= What the task requires =
Reproduce exactly, with no other output, every line of the data below from the line containing "[mark] the eye centre" to the end, inclusive.
--- START ---
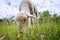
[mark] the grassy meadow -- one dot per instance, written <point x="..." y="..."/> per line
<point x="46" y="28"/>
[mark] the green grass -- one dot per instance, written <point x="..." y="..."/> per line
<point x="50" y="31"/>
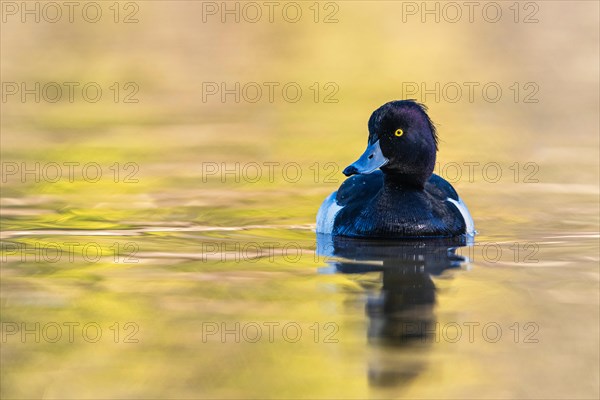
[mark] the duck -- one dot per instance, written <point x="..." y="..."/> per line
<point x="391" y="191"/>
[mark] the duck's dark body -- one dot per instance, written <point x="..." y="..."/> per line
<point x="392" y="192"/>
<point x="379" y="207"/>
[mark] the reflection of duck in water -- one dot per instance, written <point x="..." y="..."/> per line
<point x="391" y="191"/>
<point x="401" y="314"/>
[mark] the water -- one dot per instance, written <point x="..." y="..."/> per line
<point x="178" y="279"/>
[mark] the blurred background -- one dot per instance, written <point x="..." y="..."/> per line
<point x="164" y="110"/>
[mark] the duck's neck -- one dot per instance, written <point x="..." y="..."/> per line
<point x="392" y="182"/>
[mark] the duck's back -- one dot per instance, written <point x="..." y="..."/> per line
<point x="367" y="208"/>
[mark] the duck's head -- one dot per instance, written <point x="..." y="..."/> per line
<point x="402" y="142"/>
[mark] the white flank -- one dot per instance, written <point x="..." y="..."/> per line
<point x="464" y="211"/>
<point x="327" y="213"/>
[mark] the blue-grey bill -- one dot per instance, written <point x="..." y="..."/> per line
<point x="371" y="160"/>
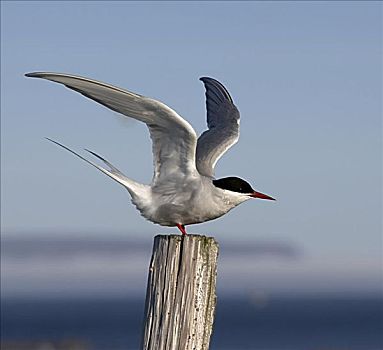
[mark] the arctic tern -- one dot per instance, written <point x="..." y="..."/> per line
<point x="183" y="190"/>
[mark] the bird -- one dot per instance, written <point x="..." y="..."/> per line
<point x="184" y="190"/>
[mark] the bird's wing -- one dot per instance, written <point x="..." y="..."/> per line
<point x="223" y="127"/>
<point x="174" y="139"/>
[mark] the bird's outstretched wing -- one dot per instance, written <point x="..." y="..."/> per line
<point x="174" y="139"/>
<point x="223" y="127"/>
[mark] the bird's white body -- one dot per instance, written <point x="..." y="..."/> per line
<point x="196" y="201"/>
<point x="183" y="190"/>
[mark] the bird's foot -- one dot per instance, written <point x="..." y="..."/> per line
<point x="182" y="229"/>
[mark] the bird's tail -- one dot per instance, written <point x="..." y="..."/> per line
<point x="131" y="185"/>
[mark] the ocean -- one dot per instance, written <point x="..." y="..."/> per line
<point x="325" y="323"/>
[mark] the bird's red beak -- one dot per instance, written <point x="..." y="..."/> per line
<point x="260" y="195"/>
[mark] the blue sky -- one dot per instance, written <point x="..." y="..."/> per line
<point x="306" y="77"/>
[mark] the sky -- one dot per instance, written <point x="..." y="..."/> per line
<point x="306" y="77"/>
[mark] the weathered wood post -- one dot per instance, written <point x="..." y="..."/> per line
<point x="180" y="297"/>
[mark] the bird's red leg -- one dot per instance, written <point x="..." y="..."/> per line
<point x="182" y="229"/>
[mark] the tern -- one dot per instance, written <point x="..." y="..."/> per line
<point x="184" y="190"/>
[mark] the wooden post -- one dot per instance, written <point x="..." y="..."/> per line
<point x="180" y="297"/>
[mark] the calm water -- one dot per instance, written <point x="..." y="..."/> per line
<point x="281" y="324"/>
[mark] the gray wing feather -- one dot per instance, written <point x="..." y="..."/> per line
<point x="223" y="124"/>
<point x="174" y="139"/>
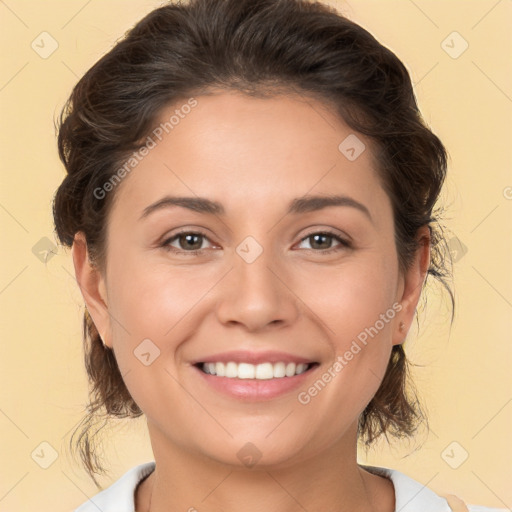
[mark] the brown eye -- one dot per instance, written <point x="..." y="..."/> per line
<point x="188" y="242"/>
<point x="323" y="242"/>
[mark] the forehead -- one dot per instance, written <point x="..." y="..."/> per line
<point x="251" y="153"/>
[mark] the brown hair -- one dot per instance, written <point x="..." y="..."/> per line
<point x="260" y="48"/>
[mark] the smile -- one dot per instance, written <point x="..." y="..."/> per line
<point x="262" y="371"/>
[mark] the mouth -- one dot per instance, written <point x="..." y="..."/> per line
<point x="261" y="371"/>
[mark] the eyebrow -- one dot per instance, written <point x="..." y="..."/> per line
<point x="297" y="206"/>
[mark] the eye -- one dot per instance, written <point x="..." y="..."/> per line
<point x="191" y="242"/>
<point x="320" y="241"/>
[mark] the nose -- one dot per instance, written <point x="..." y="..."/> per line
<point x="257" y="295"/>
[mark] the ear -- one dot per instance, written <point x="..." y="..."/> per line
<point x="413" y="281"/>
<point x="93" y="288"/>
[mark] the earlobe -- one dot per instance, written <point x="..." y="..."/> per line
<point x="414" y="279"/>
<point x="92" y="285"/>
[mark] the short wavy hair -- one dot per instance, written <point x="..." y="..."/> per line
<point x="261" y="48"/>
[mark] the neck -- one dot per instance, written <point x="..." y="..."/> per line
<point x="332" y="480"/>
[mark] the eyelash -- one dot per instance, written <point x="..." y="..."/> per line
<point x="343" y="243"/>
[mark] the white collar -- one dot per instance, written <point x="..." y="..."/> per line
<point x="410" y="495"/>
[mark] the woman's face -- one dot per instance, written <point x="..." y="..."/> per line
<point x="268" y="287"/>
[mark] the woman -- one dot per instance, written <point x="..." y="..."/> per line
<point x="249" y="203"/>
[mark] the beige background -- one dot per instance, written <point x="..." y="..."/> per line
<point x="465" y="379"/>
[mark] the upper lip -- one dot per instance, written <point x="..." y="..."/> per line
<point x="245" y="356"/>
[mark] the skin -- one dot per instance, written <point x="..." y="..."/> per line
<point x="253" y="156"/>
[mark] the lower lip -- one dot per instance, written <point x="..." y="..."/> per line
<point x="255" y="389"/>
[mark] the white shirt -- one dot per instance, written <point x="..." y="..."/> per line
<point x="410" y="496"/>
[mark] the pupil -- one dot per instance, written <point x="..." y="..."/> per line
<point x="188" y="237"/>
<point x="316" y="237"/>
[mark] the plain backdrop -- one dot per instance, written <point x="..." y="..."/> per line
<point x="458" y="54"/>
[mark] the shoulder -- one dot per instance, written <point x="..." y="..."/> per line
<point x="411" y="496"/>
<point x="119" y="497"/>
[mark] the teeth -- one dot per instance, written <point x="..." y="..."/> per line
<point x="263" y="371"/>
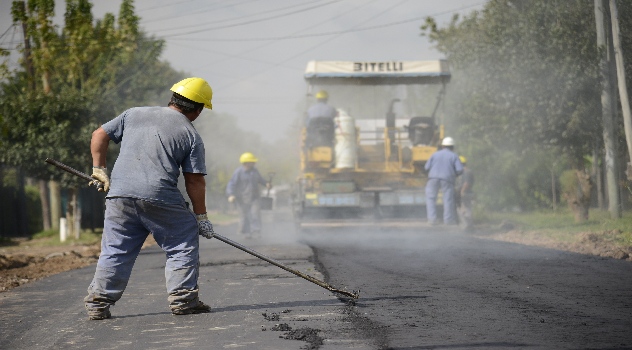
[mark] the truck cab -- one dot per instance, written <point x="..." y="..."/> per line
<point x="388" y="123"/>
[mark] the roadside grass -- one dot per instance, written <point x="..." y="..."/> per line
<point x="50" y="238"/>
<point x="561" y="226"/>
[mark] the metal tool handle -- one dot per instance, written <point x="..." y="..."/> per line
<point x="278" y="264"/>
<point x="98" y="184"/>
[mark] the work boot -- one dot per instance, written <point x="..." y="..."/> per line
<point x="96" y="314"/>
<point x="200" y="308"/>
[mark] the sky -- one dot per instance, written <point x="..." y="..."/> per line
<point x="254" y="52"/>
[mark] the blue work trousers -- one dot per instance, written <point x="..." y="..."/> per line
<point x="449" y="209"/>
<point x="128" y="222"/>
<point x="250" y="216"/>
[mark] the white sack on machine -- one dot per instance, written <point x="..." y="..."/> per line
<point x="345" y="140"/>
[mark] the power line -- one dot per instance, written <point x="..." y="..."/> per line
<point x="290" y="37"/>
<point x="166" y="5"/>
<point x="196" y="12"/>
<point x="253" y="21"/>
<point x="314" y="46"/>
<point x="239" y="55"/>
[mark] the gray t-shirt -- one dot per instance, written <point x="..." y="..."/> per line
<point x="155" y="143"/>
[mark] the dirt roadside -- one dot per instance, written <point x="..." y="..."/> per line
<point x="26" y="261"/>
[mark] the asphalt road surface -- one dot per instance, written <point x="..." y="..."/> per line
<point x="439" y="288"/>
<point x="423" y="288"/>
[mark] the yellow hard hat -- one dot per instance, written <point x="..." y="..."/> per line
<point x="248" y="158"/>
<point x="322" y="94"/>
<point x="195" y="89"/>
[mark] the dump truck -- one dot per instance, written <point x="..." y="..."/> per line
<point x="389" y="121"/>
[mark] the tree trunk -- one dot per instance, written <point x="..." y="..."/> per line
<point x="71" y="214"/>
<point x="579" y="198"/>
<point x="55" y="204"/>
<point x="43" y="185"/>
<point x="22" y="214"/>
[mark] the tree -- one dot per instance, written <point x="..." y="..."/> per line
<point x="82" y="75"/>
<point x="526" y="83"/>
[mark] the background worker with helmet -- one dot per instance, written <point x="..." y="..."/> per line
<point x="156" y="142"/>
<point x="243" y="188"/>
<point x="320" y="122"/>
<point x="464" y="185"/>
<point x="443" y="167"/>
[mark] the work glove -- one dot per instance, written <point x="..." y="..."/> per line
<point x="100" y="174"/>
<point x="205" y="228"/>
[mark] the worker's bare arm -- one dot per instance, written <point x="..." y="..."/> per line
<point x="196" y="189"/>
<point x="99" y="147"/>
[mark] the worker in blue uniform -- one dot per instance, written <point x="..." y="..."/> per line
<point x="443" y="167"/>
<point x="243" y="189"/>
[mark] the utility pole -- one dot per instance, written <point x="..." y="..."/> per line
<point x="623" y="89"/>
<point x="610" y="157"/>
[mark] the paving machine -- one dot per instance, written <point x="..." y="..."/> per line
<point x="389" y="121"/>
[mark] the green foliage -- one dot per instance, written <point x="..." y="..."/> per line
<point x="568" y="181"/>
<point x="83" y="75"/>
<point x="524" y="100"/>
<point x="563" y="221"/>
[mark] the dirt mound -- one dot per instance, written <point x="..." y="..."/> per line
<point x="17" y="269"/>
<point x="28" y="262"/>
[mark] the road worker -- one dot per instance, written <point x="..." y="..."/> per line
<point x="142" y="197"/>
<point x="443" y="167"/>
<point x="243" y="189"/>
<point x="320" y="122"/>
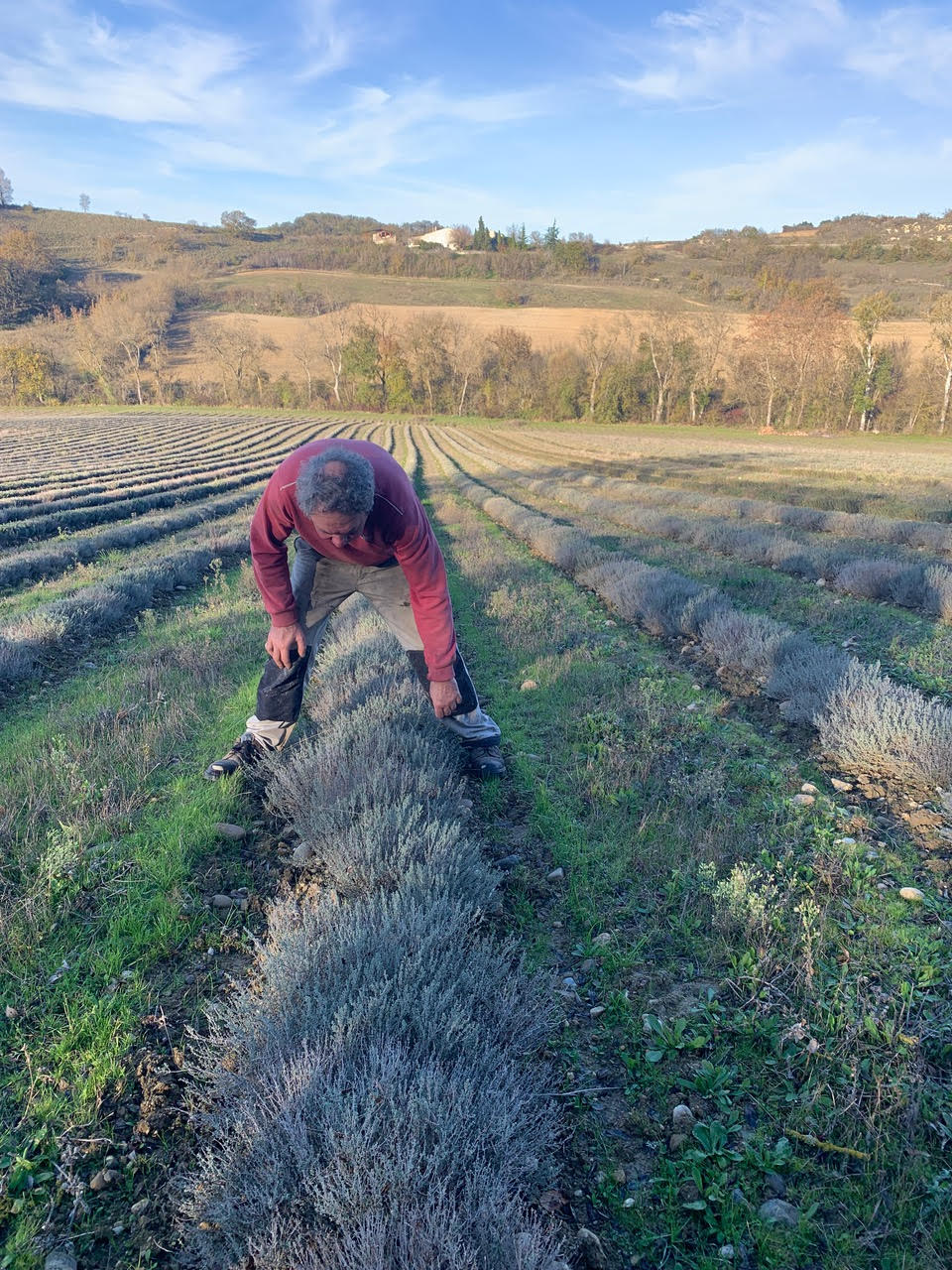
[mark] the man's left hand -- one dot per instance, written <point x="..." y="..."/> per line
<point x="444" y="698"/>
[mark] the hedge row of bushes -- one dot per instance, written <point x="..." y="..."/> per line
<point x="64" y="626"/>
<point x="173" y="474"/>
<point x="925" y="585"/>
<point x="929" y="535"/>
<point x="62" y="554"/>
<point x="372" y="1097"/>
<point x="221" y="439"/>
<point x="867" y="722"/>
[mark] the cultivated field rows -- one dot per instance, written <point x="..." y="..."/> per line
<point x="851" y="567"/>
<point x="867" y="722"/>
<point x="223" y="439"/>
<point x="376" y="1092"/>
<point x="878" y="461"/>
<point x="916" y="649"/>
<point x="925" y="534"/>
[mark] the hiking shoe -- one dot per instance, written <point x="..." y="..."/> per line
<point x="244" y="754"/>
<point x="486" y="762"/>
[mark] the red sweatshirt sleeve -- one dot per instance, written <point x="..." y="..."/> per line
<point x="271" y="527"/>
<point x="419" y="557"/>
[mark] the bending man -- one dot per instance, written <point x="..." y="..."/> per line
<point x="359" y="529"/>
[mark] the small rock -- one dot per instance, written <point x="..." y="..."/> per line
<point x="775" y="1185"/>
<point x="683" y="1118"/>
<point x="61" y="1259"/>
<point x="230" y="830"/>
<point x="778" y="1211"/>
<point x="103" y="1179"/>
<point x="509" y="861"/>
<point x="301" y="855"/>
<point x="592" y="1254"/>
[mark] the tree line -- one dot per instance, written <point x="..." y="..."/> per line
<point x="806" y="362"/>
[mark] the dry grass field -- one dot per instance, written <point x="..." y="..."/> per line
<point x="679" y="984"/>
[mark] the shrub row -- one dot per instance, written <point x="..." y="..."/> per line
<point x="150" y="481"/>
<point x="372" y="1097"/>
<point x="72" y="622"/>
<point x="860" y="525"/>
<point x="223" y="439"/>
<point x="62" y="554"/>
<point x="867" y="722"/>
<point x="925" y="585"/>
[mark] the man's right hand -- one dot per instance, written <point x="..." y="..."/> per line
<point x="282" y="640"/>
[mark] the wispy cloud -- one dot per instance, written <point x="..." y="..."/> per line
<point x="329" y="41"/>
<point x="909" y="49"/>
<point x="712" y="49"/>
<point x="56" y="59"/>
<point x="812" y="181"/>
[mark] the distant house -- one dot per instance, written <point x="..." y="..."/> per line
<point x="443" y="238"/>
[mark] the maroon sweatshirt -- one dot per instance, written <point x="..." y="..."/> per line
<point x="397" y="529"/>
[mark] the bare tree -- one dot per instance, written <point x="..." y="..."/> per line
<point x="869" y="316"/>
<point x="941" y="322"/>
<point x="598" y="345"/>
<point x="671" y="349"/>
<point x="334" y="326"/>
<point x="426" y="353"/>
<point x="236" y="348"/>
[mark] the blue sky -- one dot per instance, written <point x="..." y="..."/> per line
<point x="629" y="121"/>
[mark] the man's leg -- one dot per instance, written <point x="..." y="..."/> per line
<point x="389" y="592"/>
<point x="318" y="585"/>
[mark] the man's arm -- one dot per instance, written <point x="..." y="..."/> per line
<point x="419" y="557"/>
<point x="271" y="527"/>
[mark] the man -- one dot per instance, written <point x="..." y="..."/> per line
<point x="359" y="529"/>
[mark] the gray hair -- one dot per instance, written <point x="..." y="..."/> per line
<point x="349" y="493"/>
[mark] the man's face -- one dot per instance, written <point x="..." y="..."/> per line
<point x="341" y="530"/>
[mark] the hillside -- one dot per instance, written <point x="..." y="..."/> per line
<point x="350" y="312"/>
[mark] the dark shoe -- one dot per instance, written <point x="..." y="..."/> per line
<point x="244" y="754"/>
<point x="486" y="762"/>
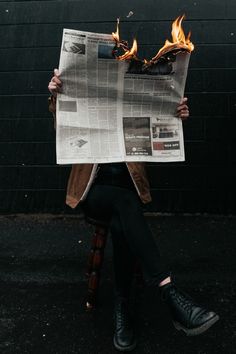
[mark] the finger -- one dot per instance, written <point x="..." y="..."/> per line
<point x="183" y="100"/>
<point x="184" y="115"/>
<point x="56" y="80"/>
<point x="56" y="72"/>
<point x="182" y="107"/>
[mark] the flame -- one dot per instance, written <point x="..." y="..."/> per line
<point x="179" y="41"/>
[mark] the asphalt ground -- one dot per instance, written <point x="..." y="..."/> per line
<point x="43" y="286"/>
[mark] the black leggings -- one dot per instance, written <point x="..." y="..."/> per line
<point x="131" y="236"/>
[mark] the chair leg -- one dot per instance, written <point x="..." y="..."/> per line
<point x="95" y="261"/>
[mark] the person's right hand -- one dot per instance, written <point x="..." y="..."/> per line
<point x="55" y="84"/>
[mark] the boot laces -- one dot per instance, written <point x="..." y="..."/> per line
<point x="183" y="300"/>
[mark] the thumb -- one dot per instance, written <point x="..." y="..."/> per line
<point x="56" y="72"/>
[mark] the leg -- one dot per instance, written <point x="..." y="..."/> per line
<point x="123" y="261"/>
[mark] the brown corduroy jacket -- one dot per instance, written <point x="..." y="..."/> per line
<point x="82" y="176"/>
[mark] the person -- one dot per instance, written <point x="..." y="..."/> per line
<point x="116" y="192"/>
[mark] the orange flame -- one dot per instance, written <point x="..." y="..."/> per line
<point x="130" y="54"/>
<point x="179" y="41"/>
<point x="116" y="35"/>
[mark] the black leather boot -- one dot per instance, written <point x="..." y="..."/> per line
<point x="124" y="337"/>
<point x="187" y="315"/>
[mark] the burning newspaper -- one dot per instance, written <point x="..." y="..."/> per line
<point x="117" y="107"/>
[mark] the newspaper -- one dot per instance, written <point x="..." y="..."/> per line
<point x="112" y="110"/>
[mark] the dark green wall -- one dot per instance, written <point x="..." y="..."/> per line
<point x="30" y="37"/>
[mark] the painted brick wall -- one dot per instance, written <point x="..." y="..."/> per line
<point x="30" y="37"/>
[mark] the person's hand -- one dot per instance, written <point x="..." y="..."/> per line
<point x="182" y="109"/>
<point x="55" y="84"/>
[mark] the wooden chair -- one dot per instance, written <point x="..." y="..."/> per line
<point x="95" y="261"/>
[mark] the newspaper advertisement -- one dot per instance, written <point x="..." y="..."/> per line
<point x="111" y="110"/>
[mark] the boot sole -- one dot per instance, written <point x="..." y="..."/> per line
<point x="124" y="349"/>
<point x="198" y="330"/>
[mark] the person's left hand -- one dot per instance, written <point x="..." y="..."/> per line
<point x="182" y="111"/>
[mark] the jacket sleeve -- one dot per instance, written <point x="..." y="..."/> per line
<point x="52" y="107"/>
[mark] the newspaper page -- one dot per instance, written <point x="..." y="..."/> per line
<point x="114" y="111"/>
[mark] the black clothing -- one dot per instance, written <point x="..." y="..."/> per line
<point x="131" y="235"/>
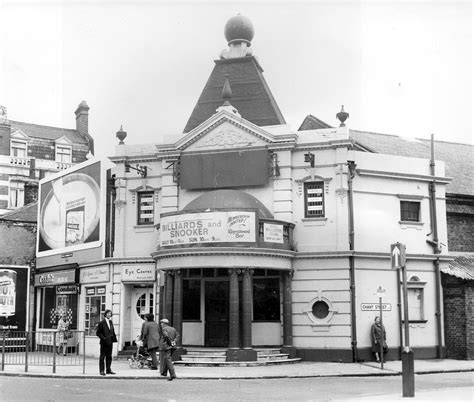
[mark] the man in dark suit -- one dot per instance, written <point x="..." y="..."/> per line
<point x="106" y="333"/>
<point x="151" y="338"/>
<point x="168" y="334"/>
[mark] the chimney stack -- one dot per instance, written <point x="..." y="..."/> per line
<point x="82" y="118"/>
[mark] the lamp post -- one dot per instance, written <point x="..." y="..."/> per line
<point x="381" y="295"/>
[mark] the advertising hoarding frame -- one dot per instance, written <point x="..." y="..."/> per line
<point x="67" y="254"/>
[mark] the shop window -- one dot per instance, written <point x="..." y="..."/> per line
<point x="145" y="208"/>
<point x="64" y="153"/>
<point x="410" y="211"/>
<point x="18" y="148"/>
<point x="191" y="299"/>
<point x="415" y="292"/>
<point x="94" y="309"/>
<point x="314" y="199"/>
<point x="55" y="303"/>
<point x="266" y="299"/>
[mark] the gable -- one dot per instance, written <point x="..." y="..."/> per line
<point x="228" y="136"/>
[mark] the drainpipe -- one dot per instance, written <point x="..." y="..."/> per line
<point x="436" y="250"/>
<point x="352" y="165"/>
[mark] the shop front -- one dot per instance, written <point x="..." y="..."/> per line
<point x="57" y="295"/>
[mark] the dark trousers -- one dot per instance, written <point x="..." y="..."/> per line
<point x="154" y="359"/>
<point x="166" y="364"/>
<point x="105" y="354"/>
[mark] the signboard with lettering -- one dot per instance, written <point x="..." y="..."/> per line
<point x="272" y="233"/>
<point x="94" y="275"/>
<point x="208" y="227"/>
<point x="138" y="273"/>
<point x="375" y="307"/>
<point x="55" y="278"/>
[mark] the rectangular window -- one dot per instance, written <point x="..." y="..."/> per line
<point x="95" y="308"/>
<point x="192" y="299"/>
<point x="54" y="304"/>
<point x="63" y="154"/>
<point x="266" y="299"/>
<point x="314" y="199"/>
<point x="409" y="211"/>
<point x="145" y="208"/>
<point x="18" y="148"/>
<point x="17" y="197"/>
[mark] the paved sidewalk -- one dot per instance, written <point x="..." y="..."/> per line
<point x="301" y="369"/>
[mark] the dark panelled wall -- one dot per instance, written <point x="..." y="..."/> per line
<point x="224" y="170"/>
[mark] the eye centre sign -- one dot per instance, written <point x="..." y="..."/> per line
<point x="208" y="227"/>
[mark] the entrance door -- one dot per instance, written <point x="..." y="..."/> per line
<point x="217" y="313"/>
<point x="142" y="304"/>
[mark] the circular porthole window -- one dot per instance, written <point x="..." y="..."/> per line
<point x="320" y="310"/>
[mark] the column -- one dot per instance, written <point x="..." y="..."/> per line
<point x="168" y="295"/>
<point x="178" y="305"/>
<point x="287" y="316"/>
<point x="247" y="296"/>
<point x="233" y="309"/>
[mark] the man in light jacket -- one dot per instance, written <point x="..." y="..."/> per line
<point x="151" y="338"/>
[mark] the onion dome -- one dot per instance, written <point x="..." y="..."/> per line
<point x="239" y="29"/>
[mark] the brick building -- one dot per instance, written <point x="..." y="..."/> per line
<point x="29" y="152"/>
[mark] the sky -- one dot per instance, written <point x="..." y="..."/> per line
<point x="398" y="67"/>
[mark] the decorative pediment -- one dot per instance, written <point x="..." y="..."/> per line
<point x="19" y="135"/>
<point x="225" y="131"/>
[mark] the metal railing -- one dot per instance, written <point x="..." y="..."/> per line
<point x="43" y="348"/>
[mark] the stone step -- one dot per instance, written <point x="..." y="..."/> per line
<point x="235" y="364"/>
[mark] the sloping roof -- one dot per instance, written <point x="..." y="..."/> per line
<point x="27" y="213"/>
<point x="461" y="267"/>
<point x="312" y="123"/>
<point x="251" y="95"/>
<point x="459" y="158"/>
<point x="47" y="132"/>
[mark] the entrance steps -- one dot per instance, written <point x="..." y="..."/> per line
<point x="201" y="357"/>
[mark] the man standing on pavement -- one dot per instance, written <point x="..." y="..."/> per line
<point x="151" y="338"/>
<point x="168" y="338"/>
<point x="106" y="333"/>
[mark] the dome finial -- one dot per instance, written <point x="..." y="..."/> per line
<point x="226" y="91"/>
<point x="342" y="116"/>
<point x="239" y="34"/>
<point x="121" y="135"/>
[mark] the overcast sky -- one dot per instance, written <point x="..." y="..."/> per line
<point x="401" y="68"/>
--- END ---
= Task solution =
[mark] the eye centre sign -- one dot per instance, written <point x="..." y="..."/> per line
<point x="208" y="227"/>
[mark] the entrance door -- one dot per instance, written <point x="..." y="..."/> per line
<point x="217" y="313"/>
<point x="142" y="304"/>
[mark] the circular porthole window -- one dot per instance, written <point x="..." y="..."/> per line
<point x="320" y="310"/>
[mark] the column -- one dot per instance, written <point x="..." y="..."/> per line
<point x="168" y="295"/>
<point x="178" y="305"/>
<point x="287" y="316"/>
<point x="247" y="296"/>
<point x="233" y="309"/>
[mark] the man in light jacket -- one dot per instance, written <point x="..." y="..."/> per line
<point x="151" y="338"/>
[mark] the onion dome -- one dot per instance, written <point x="..." y="..."/> per line
<point x="239" y="29"/>
[mark] the brick building -- one dot per instance, written <point x="..." y="..."/> per line
<point x="29" y="152"/>
[mark] the sky -- one dot per instance, written <point x="..." y="..."/> per line
<point x="398" y="67"/>
[mark] the decorative pediment -- one dot per instance, written <point x="..." y="..."/> per line
<point x="19" y="135"/>
<point x="225" y="131"/>
[mark] the metal railing -- one dot per instance, written <point x="..." y="..."/> per line
<point x="43" y="348"/>
[mark] the stone step -- one dot per instance, written <point x="..." y="..."/> per line
<point x="235" y="364"/>
[mark] the sloping roof -- one dot per instance, written <point x="..." y="..."/> per line
<point x="27" y="213"/>
<point x="461" y="267"/>
<point x="312" y="123"/>
<point x="251" y="95"/>
<point x="459" y="158"/>
<point x="47" y="132"/>
[mark] the entrance steps -- one dot per instance, written <point x="..." y="..."/> per line
<point x="201" y="357"/>
[mark] the man standing on pavement -- one dot per instance, written <point x="..." y="..."/> per line
<point x="151" y="338"/>
<point x="168" y="338"/>
<point x="106" y="333"/>
[mark] the dome finial -- one dot per instance, written <point x="..." y="..."/> per line
<point x="226" y="91"/>
<point x="342" y="116"/>
<point x="239" y="34"/>
<point x="121" y="135"/>
[mark] the overcast sky -- one dot per instance, written <point x="..." y="..."/> per line
<point x="401" y="68"/>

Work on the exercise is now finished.